Highlights

Phoenix Art Museum opens May with its first Small Symposium — a two-day gathering of artists, academics, and authors examining the cultural and forensic reach of miniature art — alongside a Florentine-themed Mother's Day morning and the next edition of its monthly music series SOUNDCHECK.

The Small Symposium runs Saturday and Sunday, May 2–3, in Singer Hall and is hosted by the Lemon Art Research Library. Saturday's program, included with general admission, opens at 10 a.m. with a lecture demonstration by local artist Jorge Ruiz on miniature model making, followed at 11 a.m. by a presentation from Dr. Christopher "Kit" Maxwell, Curator of the Thorne Rooms at the Art Institute of Chicago, on Narcissa Niblack Thorne and interwar design. A cross-disciplinary panel at 1 p.m. adds Emily Wolverton, Head Curator of the Mini-Time Machine Museum in Tucson, alongside Maxwell and Ruiz, moderated by Rachel Zebro, Associate Curator of Collections. Sunday programming shifts to ticketed workshops: Ruiz leads a hands-on weathering workshop from 10 a.m. to noon ($10 members, $20 public), followed by a Zoom presentation at 1 p.m. from author and photographer Corrine Botz on the Nutshell Studies of Unexplained Death, and a 2 p.m. talk by librarian Jesse Lopez on Chicano artist David Gonzalez and the Homies. The Small Symposium is made possible by Cathie Lemon.

Mother's Day on Sunday, May 10, runs 10 a.m. to 1 p.m. and is built around a 17th-century Florentine theme. Programming includes live music by Sweetwater Strings, a mimosa bar by ARTenders, gelato by Fabio on Fire, charcuterie by Charcute Mobile, and professional family photos by Kenzie Rich Photography. Moms receive 10% off at the Museum Store. A 1 p.m. screening of Mamma Mia! in Whiteman Hall closes the morning. The event is free for members and included with general admission for the public.

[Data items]

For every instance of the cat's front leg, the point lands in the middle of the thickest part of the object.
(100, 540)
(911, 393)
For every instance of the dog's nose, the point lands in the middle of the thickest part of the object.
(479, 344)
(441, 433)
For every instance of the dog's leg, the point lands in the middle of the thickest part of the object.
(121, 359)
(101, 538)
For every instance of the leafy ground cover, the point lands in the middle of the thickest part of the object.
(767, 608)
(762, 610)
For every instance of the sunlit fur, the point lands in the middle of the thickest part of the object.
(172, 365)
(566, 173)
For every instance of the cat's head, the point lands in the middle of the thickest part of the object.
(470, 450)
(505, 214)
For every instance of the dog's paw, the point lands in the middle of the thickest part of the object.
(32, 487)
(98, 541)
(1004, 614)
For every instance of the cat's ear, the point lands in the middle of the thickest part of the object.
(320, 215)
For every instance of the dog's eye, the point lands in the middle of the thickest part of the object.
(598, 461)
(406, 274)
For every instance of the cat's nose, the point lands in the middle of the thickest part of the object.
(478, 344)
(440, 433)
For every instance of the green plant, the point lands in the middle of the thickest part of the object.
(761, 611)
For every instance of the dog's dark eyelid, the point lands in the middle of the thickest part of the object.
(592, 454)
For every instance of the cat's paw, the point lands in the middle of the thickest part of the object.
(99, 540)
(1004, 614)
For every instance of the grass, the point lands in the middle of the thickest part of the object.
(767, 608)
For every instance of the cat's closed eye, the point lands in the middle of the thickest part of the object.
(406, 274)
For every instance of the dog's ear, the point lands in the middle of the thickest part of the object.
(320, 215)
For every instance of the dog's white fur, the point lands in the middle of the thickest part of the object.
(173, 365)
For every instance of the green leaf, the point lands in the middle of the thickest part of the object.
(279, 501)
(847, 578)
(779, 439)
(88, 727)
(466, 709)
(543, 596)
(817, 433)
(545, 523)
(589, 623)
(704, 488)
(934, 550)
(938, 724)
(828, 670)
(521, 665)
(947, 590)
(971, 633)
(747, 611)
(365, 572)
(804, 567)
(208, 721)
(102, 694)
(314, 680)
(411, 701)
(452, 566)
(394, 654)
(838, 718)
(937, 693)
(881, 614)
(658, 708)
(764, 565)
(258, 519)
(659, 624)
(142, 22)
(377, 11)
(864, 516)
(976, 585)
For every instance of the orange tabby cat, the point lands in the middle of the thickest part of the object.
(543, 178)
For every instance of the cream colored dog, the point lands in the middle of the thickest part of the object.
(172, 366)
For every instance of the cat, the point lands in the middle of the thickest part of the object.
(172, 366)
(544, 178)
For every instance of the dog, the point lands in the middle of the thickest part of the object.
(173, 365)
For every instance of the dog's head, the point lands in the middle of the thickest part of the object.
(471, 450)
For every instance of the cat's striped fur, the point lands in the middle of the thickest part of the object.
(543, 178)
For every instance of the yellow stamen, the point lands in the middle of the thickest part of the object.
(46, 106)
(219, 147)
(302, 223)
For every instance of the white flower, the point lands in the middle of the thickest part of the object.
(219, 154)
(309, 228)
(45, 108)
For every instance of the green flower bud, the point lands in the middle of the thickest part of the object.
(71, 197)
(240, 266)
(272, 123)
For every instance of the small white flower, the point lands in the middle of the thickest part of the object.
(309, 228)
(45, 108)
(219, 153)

- [TASKS TO PERFORM]:
**1)** Reproduce the passage of the Phoenix Art Museum announcement starting with "Mother's Day on" and going on through "for the public.".
**2)** Decide whether each statement agrees with the Phoenix Art Museum announcement, answering yes or no and quoting the deciding words: (a) Saturday's Small Symposium program is included with general admission. (b) Corrine Botz gives her presentation in person. (c) The Mother's Day screening of Mamma Mia! is held in Singer Hall.
Those lines have no role in this exercise.

- [ANSWERS TO EACH TASK]:
**1)**
Mother's Day on Sunday, May 10, runs 10 a.m. to 1 p.m. and is built around a 17th-century Florentine theme. Programming includes live music by Sweetwater Strings, a mimosa bar by ARTenders, gelato by Fabio on Fire, charcuterie by Charcute Mobile, and professional family photos by Kenzie Rich Photography. Moms receive 10% off at the Museum Store. A 1 p.m. screening of Mamma Mia! in Whiteman Hall closes the morning. The event is free for members and included with general admission for the public.

**2)**
(a) Yes: "Saturday's program, included with general admission"
(b) No: "a Zoom presentation at 1 p.m. from author and photographer Corrine Botz"
(c) No: "A 1 p.m. screening of Mamma Mia! in Whiteman Hall closes the morning."